- _Picture region annotation data_:
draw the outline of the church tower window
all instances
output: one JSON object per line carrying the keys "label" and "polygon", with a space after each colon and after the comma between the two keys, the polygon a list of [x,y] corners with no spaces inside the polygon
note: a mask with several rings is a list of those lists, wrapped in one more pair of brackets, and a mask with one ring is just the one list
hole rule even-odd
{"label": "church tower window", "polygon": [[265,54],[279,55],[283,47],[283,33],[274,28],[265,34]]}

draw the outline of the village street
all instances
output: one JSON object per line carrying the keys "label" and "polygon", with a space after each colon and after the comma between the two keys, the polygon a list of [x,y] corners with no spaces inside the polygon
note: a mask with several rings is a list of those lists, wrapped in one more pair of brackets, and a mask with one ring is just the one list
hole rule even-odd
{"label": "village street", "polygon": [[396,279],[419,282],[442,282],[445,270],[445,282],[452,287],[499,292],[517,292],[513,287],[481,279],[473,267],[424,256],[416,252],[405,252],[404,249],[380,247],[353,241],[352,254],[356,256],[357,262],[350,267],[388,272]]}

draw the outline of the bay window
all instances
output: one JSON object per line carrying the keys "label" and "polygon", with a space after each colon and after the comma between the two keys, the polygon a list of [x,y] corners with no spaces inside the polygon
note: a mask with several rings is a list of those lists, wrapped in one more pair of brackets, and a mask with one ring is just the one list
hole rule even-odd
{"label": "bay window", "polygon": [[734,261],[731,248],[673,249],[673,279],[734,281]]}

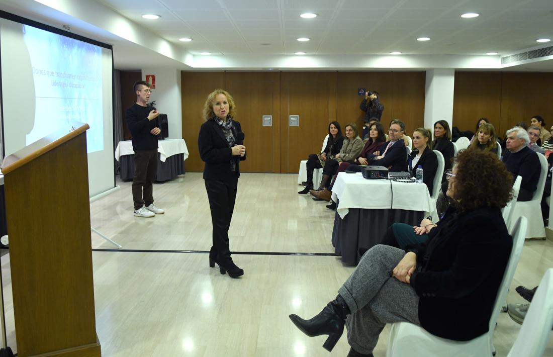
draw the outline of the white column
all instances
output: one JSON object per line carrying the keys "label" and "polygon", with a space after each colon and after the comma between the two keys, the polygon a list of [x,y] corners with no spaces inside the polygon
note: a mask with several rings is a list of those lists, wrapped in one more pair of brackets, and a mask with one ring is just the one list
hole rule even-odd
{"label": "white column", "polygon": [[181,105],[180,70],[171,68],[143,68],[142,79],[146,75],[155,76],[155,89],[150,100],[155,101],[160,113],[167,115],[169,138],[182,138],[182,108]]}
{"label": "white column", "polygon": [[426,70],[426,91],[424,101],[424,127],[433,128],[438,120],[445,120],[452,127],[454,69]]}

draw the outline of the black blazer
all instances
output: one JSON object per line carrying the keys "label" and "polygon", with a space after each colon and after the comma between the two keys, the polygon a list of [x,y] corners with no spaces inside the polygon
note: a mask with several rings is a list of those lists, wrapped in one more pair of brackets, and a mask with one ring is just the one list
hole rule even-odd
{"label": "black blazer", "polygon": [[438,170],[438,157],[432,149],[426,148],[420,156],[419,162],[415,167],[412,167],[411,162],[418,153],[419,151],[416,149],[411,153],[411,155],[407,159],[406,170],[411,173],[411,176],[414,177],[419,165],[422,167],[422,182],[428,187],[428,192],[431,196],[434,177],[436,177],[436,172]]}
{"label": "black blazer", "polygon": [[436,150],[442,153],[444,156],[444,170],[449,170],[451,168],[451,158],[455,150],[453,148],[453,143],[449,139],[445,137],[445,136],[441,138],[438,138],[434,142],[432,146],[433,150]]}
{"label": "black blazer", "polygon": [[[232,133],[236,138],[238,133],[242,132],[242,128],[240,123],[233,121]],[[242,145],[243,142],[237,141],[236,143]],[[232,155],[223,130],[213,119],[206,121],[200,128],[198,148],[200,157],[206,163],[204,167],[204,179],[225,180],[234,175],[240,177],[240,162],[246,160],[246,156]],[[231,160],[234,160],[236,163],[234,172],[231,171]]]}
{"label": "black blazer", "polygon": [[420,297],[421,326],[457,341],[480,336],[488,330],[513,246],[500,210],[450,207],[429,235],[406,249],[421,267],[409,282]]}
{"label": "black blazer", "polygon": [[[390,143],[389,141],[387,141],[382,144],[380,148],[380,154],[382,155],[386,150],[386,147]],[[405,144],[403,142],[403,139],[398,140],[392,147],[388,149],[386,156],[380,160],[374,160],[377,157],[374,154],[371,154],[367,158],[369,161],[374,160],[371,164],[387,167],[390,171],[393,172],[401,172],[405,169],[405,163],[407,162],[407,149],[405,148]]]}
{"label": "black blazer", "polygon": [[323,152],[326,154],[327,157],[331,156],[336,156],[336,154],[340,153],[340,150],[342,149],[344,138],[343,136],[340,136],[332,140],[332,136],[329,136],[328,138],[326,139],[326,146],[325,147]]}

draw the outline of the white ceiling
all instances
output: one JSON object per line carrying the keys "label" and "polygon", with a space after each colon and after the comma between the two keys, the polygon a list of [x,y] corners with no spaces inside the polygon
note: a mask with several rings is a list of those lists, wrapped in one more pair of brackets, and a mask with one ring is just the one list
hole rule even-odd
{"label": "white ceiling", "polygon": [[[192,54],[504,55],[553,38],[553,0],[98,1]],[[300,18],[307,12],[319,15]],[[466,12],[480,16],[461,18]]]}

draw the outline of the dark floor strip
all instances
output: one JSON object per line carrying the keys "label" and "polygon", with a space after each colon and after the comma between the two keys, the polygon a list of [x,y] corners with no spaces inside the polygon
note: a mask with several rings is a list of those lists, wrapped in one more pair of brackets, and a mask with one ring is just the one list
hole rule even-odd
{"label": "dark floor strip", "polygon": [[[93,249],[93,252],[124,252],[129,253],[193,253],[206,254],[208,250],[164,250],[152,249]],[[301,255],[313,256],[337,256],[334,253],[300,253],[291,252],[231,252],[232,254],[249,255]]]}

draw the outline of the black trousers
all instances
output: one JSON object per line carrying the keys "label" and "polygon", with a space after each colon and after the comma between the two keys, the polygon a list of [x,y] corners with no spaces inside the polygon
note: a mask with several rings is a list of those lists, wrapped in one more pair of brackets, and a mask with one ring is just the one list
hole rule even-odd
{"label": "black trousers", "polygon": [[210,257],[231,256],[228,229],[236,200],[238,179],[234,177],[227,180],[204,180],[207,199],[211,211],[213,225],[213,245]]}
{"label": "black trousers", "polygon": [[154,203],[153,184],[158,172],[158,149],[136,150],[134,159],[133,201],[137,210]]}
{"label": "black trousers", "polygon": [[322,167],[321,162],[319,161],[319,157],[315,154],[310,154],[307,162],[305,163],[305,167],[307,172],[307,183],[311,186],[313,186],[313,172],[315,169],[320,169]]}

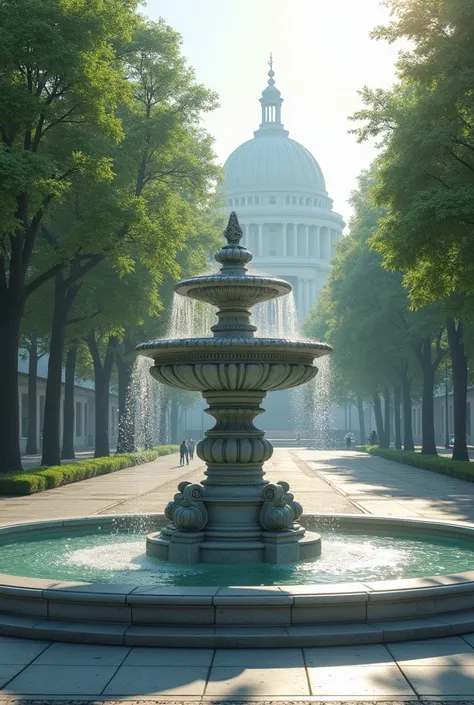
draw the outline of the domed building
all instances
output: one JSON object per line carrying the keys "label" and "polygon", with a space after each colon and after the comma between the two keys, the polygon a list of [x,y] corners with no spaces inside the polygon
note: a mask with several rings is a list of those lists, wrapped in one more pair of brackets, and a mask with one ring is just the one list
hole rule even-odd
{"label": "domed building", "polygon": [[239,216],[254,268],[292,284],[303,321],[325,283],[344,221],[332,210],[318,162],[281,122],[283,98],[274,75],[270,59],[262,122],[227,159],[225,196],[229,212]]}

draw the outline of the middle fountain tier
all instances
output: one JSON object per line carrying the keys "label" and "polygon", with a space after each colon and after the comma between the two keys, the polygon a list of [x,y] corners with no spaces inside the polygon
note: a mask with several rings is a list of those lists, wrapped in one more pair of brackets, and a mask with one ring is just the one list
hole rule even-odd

- _TASK PROMPT_: Leave the pictures out and output the rest of the listing exactly.

- _WRITTEN RESPONSE_:
draw the outline of the church tower window
all instances
output: one JSON object per line carrying the keys "label" and "polygon", with a space after each colon and after the comma between the two keys, the polygon a list of [x,y] corners with no spaces inside the polygon
note: a mask with several rings is a list of those lists, wrapped in one more pair of brackets, and a mask with one ring is just the one list
hole rule even-odd
{"label": "church tower window", "polygon": [[265,54],[279,55],[283,47],[283,33],[274,28],[265,34]]}

draw the outline of the village street
all instances
output: one JSON object per line carrying the keys "label" and "polygon", with a space after each colon and after the comma between the two keys, the polygon a list of [x,y] corners with no spaces inside the polygon
note: a mask with several rings is a list of those lists, wrapped in one more pair of brackets, and a mask with one ring is just the one list
hole rule even-odd
{"label": "village street", "polygon": [[396,279],[419,282],[442,282],[445,270],[445,282],[452,287],[499,292],[517,292],[513,287],[481,279],[473,267],[424,256],[416,252],[405,252],[404,249],[380,247],[353,241],[352,254],[356,256],[357,262],[350,267],[388,272]]}

draw the outline of the bay window
all instances
output: one JSON object per line carrying the keys "label" and "polygon", with a space after each colon and after the comma between the two keys, the polygon a list of [x,y] corners with no spaces inside the polygon
note: a mask with several rings is a list of those lists, wrapped in one more pair of brackets, and a mask with one ring is just the one list
hole rule even-odd
{"label": "bay window", "polygon": [[734,261],[731,248],[673,249],[673,279],[734,281]]}

draw the outline of the white column
all instances
output: one JSON object per line carrying the keys "label" and "polygon", with a space after each colon and after the comma between the two keys, the polygon a list of [x,y] corners with no spaces inside the polygon
note: a mask with several rings is a list of those lists, wrapped in one more pair of brackets, and a mask with one ring is just the one list
hole rule even-odd
{"label": "white column", "polygon": [[181,105],[180,70],[171,68],[143,68],[142,79],[146,75],[155,76],[155,89],[150,100],[155,101],[160,113],[167,115],[169,138],[182,138],[182,108]]}
{"label": "white column", "polygon": [[426,70],[426,91],[424,101],[424,127],[433,128],[438,120],[445,120],[452,127],[454,69]]}

draw the outline of the black blazer
all instances
output: one JSON object per line carrying the keys "label" and "polygon", with a space after each colon and after the comma between the two keys, the polygon a list of [x,y] corners with no spaces inside the polygon
note: a mask with several rings is a list of those lists, wrapped in one more pair of brackets, and a mask with one ring is just the one list
hole rule even-odd
{"label": "black blazer", "polygon": [[438,170],[438,157],[432,149],[426,148],[420,156],[419,162],[415,167],[412,167],[411,162],[418,153],[419,151],[416,149],[411,153],[411,155],[407,159],[406,170],[411,173],[411,176],[414,177],[419,165],[422,167],[422,182],[428,187],[428,192],[431,196],[434,177],[436,177],[436,172]]}
{"label": "black blazer", "polygon": [[436,150],[442,153],[444,156],[444,170],[449,170],[451,168],[451,158],[455,150],[453,148],[453,143],[449,139],[445,137],[445,136],[441,138],[438,138],[434,142],[432,146],[433,150]]}
{"label": "black blazer", "polygon": [[[232,133],[236,138],[238,133],[242,132],[242,128],[240,123],[233,121]],[[242,145],[243,142],[237,141],[236,143]],[[232,155],[223,130],[213,119],[206,121],[200,128],[198,148],[200,157],[206,163],[204,167],[204,179],[225,180],[234,175],[240,177],[240,162],[246,160],[246,156]],[[231,160],[234,160],[236,163],[234,172],[231,171]]]}
{"label": "black blazer", "polygon": [[420,297],[421,326],[457,341],[480,336],[488,330],[513,246],[500,210],[450,207],[429,235],[406,249],[421,267],[409,282]]}
{"label": "black blazer", "polygon": [[[390,143],[389,141],[387,141],[382,144],[380,148],[380,154],[382,155],[386,150],[386,147]],[[405,144],[403,142],[403,139],[398,140],[392,147],[388,149],[386,156],[380,160],[374,160],[377,157],[374,154],[371,154],[367,158],[369,161],[374,160],[371,164],[387,167],[390,171],[393,172],[401,172],[405,169],[405,163],[407,162],[407,149],[405,148]]]}
{"label": "black blazer", "polygon": [[323,152],[326,154],[327,157],[331,156],[336,156],[336,154],[340,153],[340,150],[342,149],[344,138],[343,136],[340,136],[332,140],[332,136],[329,136],[328,138],[326,139],[326,146],[325,147]]}

draw the outline of the white ceiling
all instances
output: one JSON object per line carrying the keys "label" and "polygon", with a space after each colon and after the comma between the two keys, the polygon a list of [x,y] corners with no spaces inside the polygon
note: a mask with several rings is a list of those lists, wrapped in one more pair of brackets, and a mask with one ring is just the one list
hole rule even-odd
{"label": "white ceiling", "polygon": [[[192,54],[504,55],[553,38],[553,0],[98,1]],[[300,18],[307,12],[319,15]],[[466,12],[480,16],[461,18]]]}

draw the outline of the dark floor strip
all instances
output: one JSON object per line carrying the keys "label" and "polygon", with a space after each colon and after the comma between the two keys, the polygon a list of [x,y] corners with no spaces inside the polygon
note: a mask with several rings is a list of those lists, wrapped in one more pair of brackets, and a mask with one ring is just the one list
hole rule even-odd
{"label": "dark floor strip", "polygon": [[[93,249],[93,252],[124,252],[129,253],[193,253],[206,254],[208,250],[164,250],[152,249]],[[301,255],[313,256],[337,256],[334,253],[300,253],[291,252],[231,252],[232,254],[249,255]]]}

draw the outline of the black trousers
all instances
output: one JSON object per line carrying the keys "label" and "polygon", with a space after each colon and after the comma between the two keys, the polygon a list of [x,y] corners with no spaces inside the polygon
note: a mask with several rings is a list of those lists, wrapped in one more pair of brackets, and a mask with one ring is just the one list
hole rule even-odd
{"label": "black trousers", "polygon": [[210,257],[231,256],[228,229],[236,200],[238,179],[234,177],[227,180],[204,180],[207,199],[211,211],[213,225],[213,245]]}
{"label": "black trousers", "polygon": [[154,203],[153,184],[158,172],[158,149],[136,150],[134,159],[133,201],[137,210]]}
{"label": "black trousers", "polygon": [[322,167],[321,162],[319,161],[319,157],[315,154],[310,154],[307,162],[305,163],[305,167],[307,172],[307,183],[311,186],[313,186],[313,172],[315,169],[320,169]]}

draw the outline of the domed building
all instances
output: one JSON object per line carrying the keys "label" and "polygon", with a space after each colon and after the comma between the two keys, the polygon a list of [x,y] corners with no spaces inside the polygon
note: a mask with several rings is a list of those lists, wrapped in one more pair of brackets, and a mask with one ring is just the one list
hole rule even-odd
{"label": "domed building", "polygon": [[239,216],[254,268],[292,284],[303,321],[325,283],[344,221],[332,210],[318,162],[281,122],[283,98],[274,75],[270,59],[262,122],[227,159],[225,196],[229,212]]}

draw the outline of the middle fountain tier
all instances
output: one JSON object per line carrying the keys "label" and "polygon", with a space after each colon and after the comma between the two keys, the polygon a list of [x,y] corners with no spaces inside the polygon
note: a mask with several rings is a list of those lists, wrapped in one more pair of brackets, and a mask with one ring is just the one list
hole rule even-odd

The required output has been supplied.